== WHAT IS BEING ASKED ==
In the records that follow, find each line with the word "large" and copy it.
•••
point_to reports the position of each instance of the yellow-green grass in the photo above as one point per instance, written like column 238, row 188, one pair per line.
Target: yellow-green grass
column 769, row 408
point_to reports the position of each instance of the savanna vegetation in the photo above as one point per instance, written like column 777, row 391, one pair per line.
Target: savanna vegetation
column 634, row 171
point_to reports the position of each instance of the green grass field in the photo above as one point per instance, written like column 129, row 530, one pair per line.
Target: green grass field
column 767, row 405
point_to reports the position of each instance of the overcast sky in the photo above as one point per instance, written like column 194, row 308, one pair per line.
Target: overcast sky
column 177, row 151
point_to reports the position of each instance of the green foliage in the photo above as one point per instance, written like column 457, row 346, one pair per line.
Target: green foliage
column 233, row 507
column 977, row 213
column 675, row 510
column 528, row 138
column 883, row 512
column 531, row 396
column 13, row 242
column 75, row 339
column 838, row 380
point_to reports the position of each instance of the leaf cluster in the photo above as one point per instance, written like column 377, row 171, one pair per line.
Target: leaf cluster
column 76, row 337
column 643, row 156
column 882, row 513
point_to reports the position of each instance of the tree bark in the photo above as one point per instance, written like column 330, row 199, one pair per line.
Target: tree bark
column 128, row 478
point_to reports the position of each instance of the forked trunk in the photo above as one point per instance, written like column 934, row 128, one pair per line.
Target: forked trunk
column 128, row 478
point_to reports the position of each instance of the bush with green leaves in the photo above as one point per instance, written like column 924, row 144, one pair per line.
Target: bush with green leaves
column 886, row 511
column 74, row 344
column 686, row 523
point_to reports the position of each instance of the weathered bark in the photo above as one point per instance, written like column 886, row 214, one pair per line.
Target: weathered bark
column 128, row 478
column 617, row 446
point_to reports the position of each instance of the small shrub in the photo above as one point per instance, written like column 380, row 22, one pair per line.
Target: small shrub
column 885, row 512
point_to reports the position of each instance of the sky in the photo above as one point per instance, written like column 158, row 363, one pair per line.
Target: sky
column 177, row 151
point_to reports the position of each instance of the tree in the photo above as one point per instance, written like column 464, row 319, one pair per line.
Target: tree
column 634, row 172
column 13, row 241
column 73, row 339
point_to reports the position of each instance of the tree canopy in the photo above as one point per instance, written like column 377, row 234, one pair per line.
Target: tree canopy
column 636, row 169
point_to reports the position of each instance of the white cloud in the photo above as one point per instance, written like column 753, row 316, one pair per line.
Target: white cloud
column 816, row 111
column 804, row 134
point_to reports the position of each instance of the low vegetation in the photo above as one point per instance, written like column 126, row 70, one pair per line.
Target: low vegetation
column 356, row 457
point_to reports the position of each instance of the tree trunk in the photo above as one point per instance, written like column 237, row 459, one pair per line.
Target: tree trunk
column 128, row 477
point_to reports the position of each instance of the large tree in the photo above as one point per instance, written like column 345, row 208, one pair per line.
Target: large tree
•••
== REPLY ==
point_to reports the position of each instance of the large tree in the photo above as one point per instance, written like column 345, row 208, one pair per line.
Target: large tree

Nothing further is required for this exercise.